▸ EXTRACTED TEXT
◆ ◆ ◆
DHVI finds lupus antibodies may hold key to HIV cure

Researchers at the Duke Human Vaccine Institute recently found that a patient diagnosed with both lupus and HIV produced antibodies that limited the effects of the latter.

The broadly neutralizing antibodies produced by this patient have only been seen in the later stages of a small portion of chronically HIV-infected individuals, when it is already too late to prevent the effects of the virus, said Mattia Bonsignori, a faculty member of DHVI and the lead author of the study that discovered this. This finding, however, provides evidence that inducing these antibodies could limit HIV infection in earlier stages.

“The hypothesis was that auto-reactive broadly neutralizing antibodies weren’t being made in the vast majority of people that contract HIV because the immune system targets them as harmful,” Bonsignori said. "And we’ve got this person with lupus and HIV and bam, out of one person we’ve found broadly neutralizing antibodies.”

Lupus refers to a collection of autoimmune diseases that cause the immune system to go into hyperdrive and attack healthy tissues in the body. In contrast, HIV ultimately inhibits the immune system. The group’s finding that individuals with autoimmune diseases can limit the reproduction of the HIV virus suggests that overriding this control might be the key to engineering a vaccine, said Garnett Kelsoe, a professor of immunology and co-author of the study.
◆ ◆ ◆
(Dataset entries)
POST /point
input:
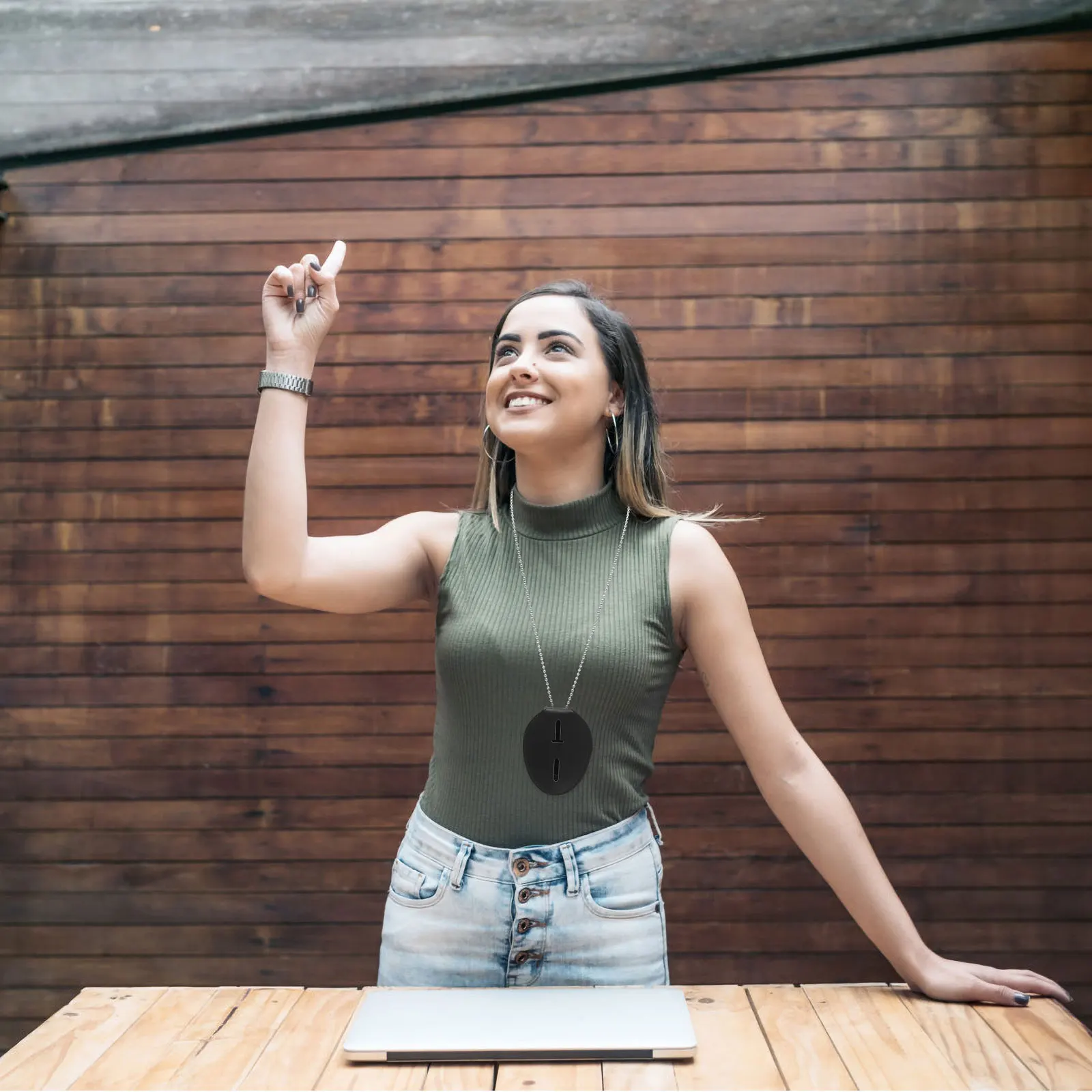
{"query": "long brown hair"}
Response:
(638, 467)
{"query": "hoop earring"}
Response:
(491, 460)
(613, 450)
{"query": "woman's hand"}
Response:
(296, 321)
(948, 980)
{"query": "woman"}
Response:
(532, 857)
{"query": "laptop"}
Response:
(513, 1024)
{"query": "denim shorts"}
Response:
(587, 912)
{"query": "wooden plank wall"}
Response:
(864, 289)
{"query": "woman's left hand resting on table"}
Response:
(801, 791)
(948, 980)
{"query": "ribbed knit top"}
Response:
(489, 678)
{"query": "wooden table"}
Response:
(866, 1035)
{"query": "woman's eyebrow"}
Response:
(543, 334)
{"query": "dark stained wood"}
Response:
(864, 291)
(82, 76)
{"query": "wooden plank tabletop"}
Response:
(864, 1035)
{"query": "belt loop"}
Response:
(460, 866)
(655, 826)
(571, 874)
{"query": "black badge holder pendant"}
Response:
(557, 743)
(557, 748)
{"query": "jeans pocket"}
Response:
(627, 888)
(416, 879)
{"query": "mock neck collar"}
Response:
(575, 519)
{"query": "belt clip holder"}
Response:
(571, 873)
(460, 865)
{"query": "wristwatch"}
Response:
(285, 382)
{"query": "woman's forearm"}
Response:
(274, 502)
(819, 817)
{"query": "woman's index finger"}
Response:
(332, 265)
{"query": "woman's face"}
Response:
(547, 347)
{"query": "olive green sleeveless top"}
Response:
(489, 680)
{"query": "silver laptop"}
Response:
(529, 1024)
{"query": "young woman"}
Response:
(565, 598)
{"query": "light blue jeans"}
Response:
(587, 912)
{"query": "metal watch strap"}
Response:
(285, 382)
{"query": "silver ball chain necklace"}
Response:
(557, 743)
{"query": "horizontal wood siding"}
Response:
(864, 291)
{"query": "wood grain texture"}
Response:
(756, 1037)
(863, 289)
(82, 76)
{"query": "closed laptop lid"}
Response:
(521, 1024)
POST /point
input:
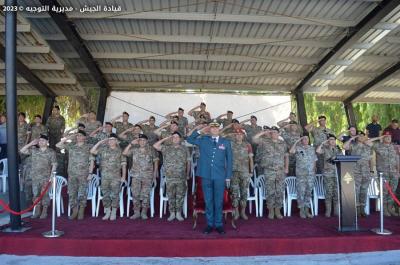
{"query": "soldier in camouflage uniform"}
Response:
(305, 173)
(44, 162)
(362, 171)
(242, 158)
(144, 172)
(275, 163)
(56, 126)
(330, 150)
(111, 163)
(291, 134)
(387, 162)
(176, 166)
(79, 167)
(90, 122)
(320, 135)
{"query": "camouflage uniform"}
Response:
(142, 175)
(241, 176)
(78, 171)
(175, 161)
(37, 130)
(387, 163)
(41, 165)
(362, 174)
(111, 162)
(273, 162)
(319, 135)
(305, 158)
(290, 138)
(56, 126)
(329, 172)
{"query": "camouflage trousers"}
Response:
(77, 192)
(304, 187)
(239, 184)
(140, 187)
(38, 186)
(110, 187)
(393, 179)
(274, 187)
(362, 178)
(330, 186)
(176, 191)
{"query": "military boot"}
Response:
(74, 213)
(144, 214)
(179, 216)
(107, 213)
(307, 212)
(271, 213)
(136, 214)
(113, 215)
(44, 213)
(392, 210)
(386, 210)
(37, 212)
(328, 209)
(243, 213)
(278, 213)
(81, 213)
(236, 213)
(171, 216)
(302, 213)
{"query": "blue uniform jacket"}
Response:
(215, 161)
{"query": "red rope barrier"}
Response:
(7, 208)
(391, 193)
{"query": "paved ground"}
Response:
(371, 258)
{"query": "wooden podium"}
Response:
(346, 192)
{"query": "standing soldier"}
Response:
(330, 150)
(144, 173)
(56, 126)
(123, 125)
(176, 165)
(111, 163)
(44, 162)
(90, 122)
(387, 163)
(275, 163)
(362, 171)
(242, 158)
(320, 134)
(305, 173)
(79, 168)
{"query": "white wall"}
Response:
(163, 103)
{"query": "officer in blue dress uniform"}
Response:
(215, 169)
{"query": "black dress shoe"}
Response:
(207, 230)
(220, 230)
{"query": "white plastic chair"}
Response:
(4, 174)
(318, 191)
(91, 194)
(121, 201)
(373, 193)
(291, 194)
(260, 183)
(60, 183)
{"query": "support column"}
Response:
(47, 108)
(11, 106)
(351, 118)
(101, 107)
(301, 108)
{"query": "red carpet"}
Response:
(157, 237)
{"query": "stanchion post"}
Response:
(53, 232)
(381, 230)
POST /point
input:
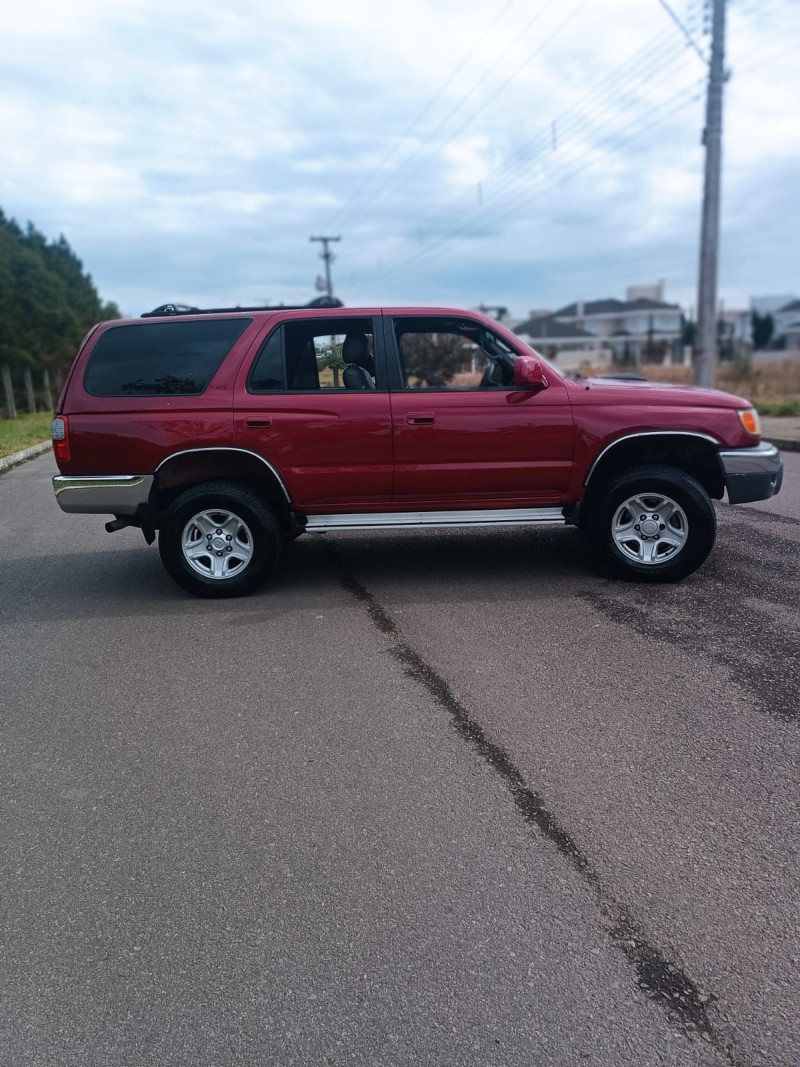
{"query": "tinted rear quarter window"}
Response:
(160, 359)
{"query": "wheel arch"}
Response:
(192, 466)
(693, 452)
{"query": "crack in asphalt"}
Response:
(709, 618)
(659, 978)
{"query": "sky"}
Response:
(514, 153)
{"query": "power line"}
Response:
(596, 109)
(563, 175)
(410, 129)
(687, 35)
(462, 100)
(591, 106)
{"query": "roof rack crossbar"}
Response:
(169, 309)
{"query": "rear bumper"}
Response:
(116, 494)
(752, 474)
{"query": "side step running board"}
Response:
(415, 520)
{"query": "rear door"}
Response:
(464, 435)
(332, 445)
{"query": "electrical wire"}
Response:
(410, 129)
(586, 159)
(457, 107)
(582, 113)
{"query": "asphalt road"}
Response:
(444, 798)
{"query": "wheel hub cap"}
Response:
(650, 528)
(217, 544)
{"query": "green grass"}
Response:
(24, 431)
(779, 408)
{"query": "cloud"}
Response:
(189, 152)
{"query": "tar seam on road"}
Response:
(658, 977)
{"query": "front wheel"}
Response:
(653, 524)
(219, 540)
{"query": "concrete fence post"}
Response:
(11, 408)
(46, 388)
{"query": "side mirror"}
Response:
(529, 373)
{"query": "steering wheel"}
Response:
(488, 381)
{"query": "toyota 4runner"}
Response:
(229, 432)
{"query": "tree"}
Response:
(47, 301)
(433, 359)
(334, 361)
(763, 328)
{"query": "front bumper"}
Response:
(752, 474)
(113, 494)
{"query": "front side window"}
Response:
(160, 359)
(316, 354)
(451, 354)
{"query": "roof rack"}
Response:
(164, 309)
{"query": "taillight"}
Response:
(749, 418)
(60, 434)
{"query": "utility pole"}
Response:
(705, 364)
(329, 257)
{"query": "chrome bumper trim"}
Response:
(112, 494)
(415, 520)
(760, 459)
(751, 474)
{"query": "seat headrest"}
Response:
(355, 350)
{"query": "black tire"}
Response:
(669, 538)
(243, 540)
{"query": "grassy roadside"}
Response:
(24, 431)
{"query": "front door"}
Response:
(464, 435)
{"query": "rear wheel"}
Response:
(653, 524)
(219, 540)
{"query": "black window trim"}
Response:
(382, 382)
(396, 369)
(246, 320)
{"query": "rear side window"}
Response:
(160, 359)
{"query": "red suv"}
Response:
(232, 431)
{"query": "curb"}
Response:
(785, 444)
(28, 454)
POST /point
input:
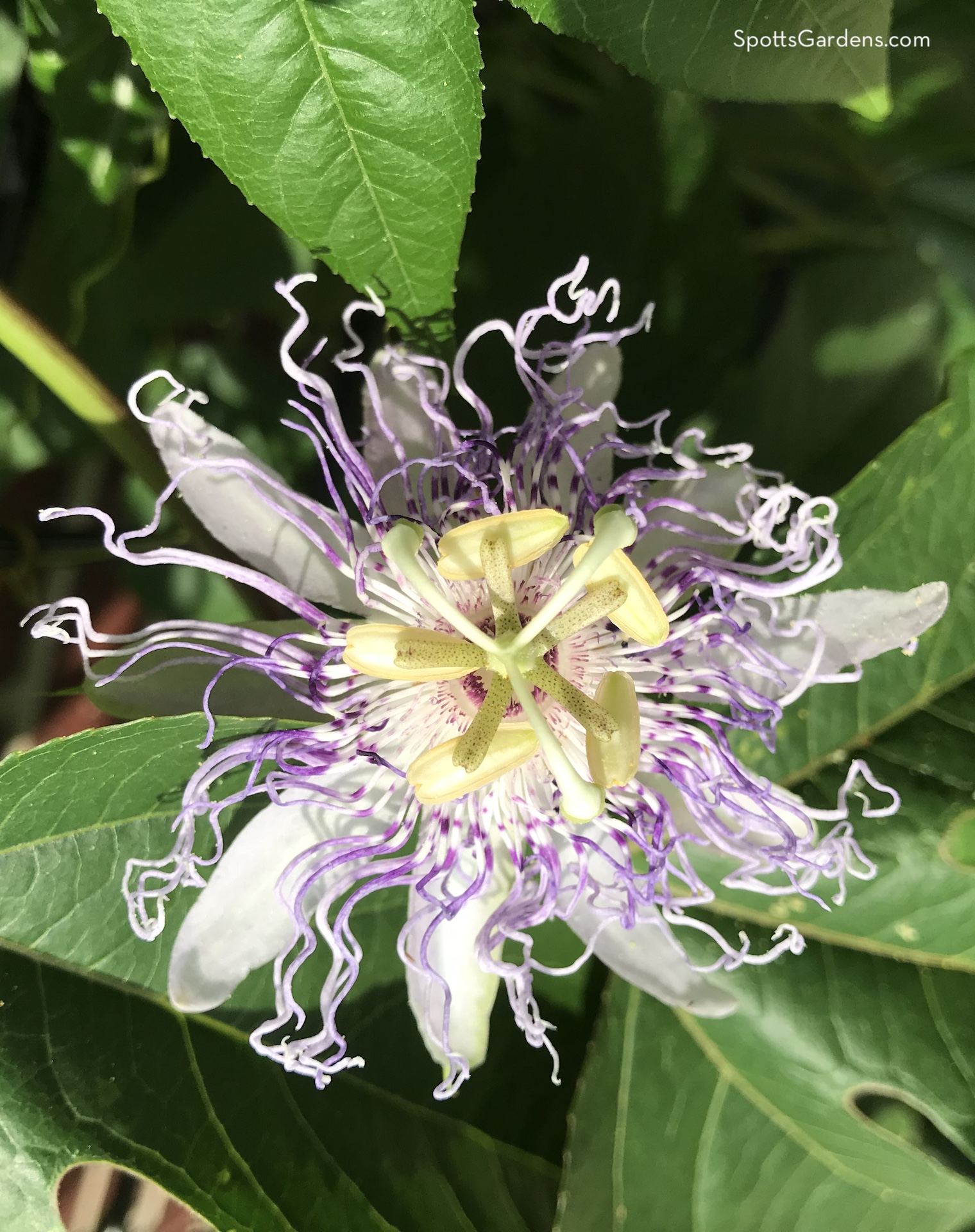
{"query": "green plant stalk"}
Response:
(79, 389)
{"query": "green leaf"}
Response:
(921, 905)
(908, 518)
(355, 127)
(695, 1125)
(706, 49)
(110, 139)
(854, 359)
(92, 1072)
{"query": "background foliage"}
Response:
(806, 223)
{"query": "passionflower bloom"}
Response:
(521, 653)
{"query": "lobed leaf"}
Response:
(697, 1125)
(706, 49)
(92, 1072)
(355, 127)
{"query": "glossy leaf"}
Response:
(731, 1125)
(95, 1072)
(921, 905)
(110, 139)
(355, 127)
(707, 51)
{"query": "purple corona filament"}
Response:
(731, 554)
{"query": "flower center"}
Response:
(488, 549)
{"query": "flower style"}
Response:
(555, 630)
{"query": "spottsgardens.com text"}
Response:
(810, 38)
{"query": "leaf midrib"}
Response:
(33, 844)
(783, 1123)
(302, 5)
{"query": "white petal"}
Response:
(716, 493)
(235, 509)
(598, 371)
(452, 955)
(647, 957)
(399, 393)
(238, 923)
(858, 625)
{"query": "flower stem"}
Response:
(78, 388)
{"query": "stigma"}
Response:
(516, 661)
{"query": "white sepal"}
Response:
(452, 954)
(649, 959)
(237, 508)
(239, 922)
(852, 626)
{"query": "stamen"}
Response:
(526, 534)
(396, 652)
(613, 763)
(641, 616)
(613, 530)
(477, 739)
(400, 546)
(500, 586)
(602, 599)
(582, 801)
(425, 654)
(437, 780)
(584, 710)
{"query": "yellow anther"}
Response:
(584, 710)
(477, 739)
(602, 599)
(398, 652)
(640, 616)
(500, 586)
(613, 763)
(437, 780)
(526, 535)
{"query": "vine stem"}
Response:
(79, 389)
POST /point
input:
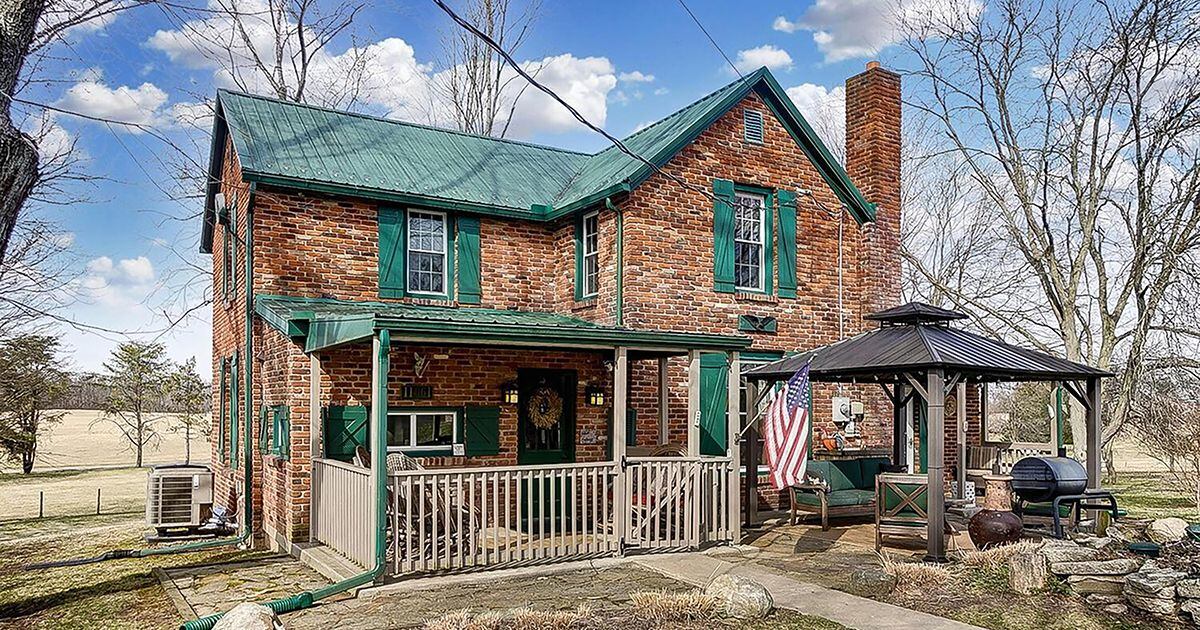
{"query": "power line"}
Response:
(504, 54)
(711, 40)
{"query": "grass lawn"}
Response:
(113, 594)
(1152, 496)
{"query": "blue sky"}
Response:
(623, 63)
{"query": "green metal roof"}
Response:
(305, 147)
(323, 323)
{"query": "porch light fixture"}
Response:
(595, 396)
(509, 393)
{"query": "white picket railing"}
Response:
(469, 517)
(341, 509)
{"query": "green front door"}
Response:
(545, 436)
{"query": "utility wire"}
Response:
(504, 54)
(711, 40)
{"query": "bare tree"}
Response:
(1075, 129)
(27, 28)
(31, 378)
(475, 84)
(138, 376)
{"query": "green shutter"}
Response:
(723, 235)
(714, 400)
(468, 261)
(579, 257)
(346, 429)
(786, 257)
(481, 431)
(391, 252)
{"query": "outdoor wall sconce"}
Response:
(509, 393)
(595, 396)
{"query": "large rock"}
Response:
(868, 581)
(1117, 567)
(1188, 588)
(1104, 585)
(249, 617)
(1152, 589)
(741, 597)
(1026, 573)
(1056, 551)
(1167, 531)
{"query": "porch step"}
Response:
(328, 562)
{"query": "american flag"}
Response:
(786, 431)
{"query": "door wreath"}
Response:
(545, 407)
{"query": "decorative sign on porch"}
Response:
(412, 391)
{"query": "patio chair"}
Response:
(901, 507)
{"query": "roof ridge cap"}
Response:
(403, 123)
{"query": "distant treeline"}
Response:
(89, 390)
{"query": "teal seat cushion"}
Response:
(837, 498)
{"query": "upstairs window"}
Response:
(591, 255)
(426, 252)
(749, 241)
(751, 123)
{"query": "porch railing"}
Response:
(341, 509)
(472, 517)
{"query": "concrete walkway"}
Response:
(700, 569)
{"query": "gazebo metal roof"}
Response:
(916, 337)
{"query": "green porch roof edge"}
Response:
(323, 323)
(323, 150)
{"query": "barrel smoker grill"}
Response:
(1059, 481)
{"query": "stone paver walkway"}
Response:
(849, 610)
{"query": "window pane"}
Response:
(399, 430)
(435, 430)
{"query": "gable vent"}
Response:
(753, 121)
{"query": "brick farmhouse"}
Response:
(489, 307)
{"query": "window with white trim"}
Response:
(591, 255)
(423, 430)
(749, 231)
(426, 252)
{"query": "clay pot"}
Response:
(994, 527)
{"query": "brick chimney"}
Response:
(873, 161)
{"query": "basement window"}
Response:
(753, 126)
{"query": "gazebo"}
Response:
(916, 352)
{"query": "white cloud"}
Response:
(125, 283)
(856, 29)
(765, 55)
(133, 106)
(635, 77)
(826, 112)
(785, 25)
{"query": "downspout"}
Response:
(621, 259)
(378, 461)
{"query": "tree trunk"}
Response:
(18, 154)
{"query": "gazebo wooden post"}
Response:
(1095, 432)
(935, 388)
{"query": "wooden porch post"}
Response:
(935, 387)
(664, 396)
(753, 454)
(693, 403)
(619, 436)
(961, 417)
(733, 431)
(1095, 432)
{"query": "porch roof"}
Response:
(323, 323)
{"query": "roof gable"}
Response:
(305, 147)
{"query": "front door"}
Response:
(545, 436)
(546, 421)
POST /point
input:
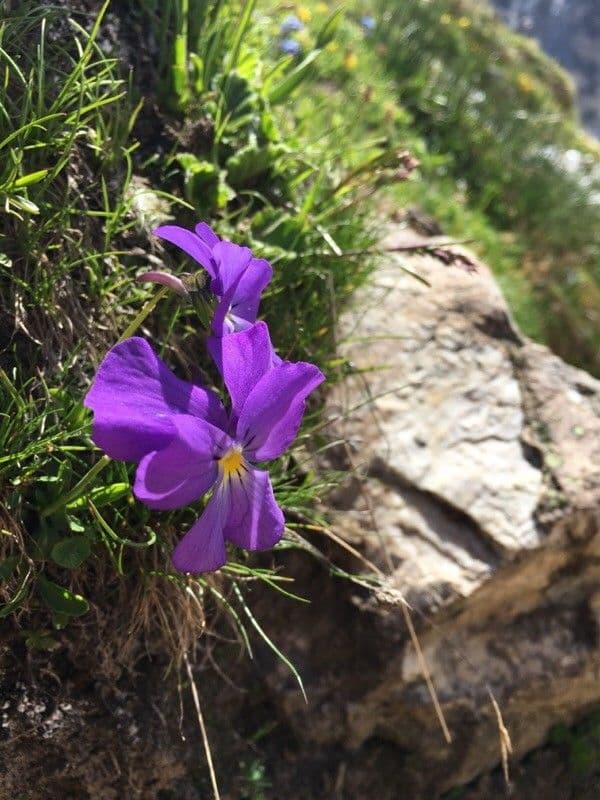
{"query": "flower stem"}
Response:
(142, 314)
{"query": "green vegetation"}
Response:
(291, 154)
(94, 157)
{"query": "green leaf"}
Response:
(8, 566)
(39, 640)
(32, 177)
(102, 495)
(329, 29)
(251, 161)
(293, 79)
(23, 204)
(71, 552)
(61, 600)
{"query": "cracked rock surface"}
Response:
(474, 485)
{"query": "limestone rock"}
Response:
(474, 485)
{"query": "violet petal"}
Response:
(134, 396)
(247, 296)
(185, 469)
(190, 243)
(202, 549)
(231, 262)
(273, 411)
(242, 359)
(255, 521)
(206, 233)
(165, 279)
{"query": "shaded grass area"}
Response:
(114, 118)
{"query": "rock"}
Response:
(474, 489)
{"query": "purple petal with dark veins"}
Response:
(190, 243)
(206, 233)
(255, 521)
(202, 549)
(270, 418)
(231, 262)
(247, 296)
(242, 359)
(133, 397)
(183, 470)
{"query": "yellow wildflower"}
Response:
(304, 14)
(524, 82)
(350, 60)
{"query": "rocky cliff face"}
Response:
(473, 493)
(569, 31)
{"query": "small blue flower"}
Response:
(368, 23)
(290, 24)
(290, 47)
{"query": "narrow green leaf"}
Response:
(293, 79)
(32, 177)
(329, 28)
(61, 600)
(71, 552)
(102, 495)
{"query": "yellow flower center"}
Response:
(231, 461)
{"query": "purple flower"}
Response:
(291, 23)
(237, 278)
(186, 444)
(290, 47)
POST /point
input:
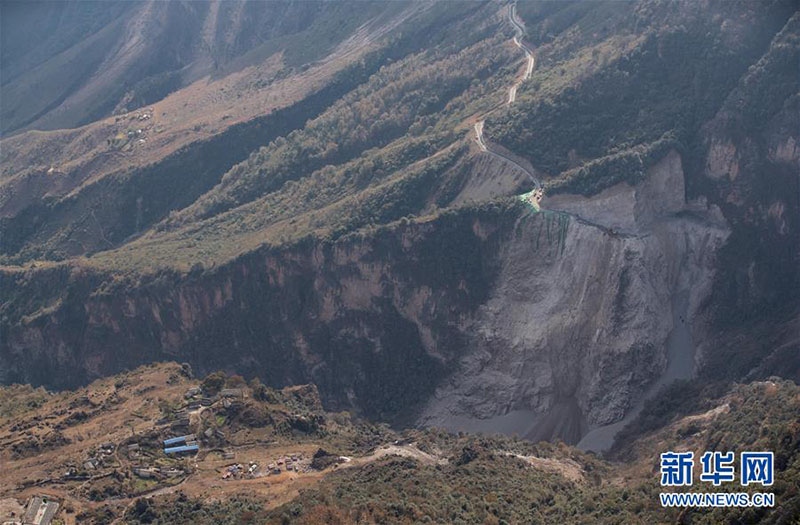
◆ ◆ ◆
▸ TASKS TO PERFORM
[1] Rewrite the paragraph of the lupus antibody article that begins "Lupus refers to a collection" as a short bulleted list that keeps its main facts.
[2] Decide whether each statement agrees with the lupus antibody article. Answer yes or no for each, and quote the article's deciding words.
(a) Mattia Bonsignori was the lead author of the study.
(b) Garnett Kelsoe is a professor of microbiology.
(c) Broadly neutralizing antibodies have usually been seen in the early stages of HIV infection.
[3] List every title or role that the lupus antibody article gives to the two researchers it names.

▸ RESPONSES PER TASK
[1]
- Lupus is a collection of autoimmune diseases that push the immune system into hyperdrive and make it attack healthy tissues.
- HIV, by contrast, ultimately inhibits the immune system.
- The group found that people with autoimmune diseases can limit the reproduction of HIV.
- According to co-author Garnett Kelsoe, a professor of immunology, this suggests that overriding this control might be the key to engineering a vaccine.

[2]
(a) Yes: "a faculty member of DHVI and the lead author of the study that discovered this"
(b) No: "a professor of immunology and co-author of the study"
(c) No: "have only been seen in the later stages of a small portion of chronically HIV-infected individuals"

[3]
- Mattia Bonsignori: faculty member of DHVI
- Mattia Bonsignori: lead author of the study
- Garnett Kelsoe: professor of immunology
- Garnett Kelsoe: co-author of the study